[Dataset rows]
■ ■ ■ ■ ■
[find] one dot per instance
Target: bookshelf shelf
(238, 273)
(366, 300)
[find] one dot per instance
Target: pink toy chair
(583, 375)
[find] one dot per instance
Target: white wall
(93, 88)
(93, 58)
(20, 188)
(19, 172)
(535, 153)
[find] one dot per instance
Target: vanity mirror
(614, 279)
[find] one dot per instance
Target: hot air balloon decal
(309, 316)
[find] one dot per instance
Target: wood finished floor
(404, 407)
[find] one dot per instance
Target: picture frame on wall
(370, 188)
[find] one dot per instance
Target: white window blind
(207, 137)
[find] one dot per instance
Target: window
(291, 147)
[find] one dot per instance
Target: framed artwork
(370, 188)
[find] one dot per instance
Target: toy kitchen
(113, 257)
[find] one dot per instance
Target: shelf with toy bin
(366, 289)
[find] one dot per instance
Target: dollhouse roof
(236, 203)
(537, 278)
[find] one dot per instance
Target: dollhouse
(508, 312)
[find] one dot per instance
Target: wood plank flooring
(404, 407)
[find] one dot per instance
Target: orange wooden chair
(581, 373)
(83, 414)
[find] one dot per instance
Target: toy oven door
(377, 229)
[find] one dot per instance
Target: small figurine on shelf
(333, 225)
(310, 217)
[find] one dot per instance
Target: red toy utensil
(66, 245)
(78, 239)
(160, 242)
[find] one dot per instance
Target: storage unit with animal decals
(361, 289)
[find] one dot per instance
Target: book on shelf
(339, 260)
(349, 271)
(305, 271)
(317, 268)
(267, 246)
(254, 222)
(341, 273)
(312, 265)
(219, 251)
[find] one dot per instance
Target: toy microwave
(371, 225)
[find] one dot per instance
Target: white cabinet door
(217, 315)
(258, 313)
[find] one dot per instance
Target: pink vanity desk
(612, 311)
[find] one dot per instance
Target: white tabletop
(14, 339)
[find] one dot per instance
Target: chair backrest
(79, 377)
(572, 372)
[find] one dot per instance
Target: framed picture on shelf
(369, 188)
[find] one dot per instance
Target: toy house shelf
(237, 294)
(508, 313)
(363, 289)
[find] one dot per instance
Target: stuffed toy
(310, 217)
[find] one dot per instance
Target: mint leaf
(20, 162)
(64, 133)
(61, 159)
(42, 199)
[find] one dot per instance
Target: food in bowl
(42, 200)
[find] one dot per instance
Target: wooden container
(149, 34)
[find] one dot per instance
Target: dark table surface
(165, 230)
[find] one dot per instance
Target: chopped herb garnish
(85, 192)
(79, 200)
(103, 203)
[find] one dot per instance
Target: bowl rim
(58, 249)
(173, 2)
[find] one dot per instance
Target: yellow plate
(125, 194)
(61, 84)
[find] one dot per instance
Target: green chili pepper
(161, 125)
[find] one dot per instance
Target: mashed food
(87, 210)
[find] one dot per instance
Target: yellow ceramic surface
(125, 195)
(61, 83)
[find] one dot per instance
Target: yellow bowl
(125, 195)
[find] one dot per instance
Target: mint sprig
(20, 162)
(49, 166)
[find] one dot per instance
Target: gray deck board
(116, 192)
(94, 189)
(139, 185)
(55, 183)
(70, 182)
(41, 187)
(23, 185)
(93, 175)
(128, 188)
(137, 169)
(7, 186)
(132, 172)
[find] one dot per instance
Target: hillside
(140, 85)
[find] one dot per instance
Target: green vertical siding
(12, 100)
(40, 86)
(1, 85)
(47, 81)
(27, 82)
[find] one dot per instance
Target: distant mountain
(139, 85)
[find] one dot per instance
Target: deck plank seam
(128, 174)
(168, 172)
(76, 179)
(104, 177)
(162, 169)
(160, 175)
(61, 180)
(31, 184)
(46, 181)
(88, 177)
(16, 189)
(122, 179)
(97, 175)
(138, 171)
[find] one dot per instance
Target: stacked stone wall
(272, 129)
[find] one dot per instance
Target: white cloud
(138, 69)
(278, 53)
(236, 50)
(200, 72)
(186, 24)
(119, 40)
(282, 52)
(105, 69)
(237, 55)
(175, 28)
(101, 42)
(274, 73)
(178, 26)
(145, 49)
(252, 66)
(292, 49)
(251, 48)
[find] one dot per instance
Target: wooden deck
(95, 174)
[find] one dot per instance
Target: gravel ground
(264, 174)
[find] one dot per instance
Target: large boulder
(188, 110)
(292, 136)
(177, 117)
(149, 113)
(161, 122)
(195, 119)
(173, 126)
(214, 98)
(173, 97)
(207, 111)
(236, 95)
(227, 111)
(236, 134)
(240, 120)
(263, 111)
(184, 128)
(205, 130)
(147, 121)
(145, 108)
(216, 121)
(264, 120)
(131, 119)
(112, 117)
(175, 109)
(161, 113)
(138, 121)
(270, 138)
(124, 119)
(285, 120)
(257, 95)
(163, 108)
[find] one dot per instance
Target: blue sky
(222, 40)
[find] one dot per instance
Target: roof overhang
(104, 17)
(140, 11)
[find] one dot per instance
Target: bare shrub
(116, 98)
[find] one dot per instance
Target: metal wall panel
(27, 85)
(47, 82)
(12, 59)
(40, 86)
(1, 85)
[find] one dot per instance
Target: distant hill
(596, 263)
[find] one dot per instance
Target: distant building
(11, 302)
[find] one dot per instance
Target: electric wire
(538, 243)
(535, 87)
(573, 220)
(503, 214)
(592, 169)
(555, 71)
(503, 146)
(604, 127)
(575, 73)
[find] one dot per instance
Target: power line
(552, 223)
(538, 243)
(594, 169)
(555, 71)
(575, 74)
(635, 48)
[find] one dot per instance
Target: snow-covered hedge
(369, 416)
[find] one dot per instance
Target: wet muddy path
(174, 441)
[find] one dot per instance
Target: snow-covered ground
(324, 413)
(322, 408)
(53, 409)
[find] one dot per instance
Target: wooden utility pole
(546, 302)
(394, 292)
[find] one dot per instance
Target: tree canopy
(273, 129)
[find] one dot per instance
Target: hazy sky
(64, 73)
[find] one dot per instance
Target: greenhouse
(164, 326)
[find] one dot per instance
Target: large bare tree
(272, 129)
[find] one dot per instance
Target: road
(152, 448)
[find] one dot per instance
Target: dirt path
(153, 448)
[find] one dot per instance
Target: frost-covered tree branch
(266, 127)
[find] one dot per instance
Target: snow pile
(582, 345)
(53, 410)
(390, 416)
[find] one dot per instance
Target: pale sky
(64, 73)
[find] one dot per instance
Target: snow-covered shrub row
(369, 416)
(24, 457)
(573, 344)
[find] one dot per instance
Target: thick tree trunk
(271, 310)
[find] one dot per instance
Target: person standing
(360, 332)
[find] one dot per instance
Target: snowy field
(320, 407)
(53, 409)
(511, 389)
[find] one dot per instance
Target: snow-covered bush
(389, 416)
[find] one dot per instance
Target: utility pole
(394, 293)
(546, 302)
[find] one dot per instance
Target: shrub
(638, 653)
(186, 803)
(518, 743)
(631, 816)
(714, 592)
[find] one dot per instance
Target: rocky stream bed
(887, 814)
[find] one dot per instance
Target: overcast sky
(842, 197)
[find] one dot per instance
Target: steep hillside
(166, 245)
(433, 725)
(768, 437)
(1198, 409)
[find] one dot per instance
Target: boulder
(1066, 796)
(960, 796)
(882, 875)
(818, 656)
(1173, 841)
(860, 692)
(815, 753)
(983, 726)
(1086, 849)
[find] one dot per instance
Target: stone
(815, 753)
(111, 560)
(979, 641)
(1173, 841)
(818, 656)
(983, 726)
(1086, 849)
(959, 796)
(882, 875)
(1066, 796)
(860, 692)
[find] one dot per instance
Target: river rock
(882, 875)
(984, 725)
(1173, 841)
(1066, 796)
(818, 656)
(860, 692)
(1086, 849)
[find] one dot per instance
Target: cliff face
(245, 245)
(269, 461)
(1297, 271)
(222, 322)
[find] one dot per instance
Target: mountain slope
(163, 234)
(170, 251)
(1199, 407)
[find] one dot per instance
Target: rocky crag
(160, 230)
■ ■ ■ ■ ■
*To be done*.
State how many lines of the listing above contain the word "large", giving only the number.

*Solution to the problem*.
2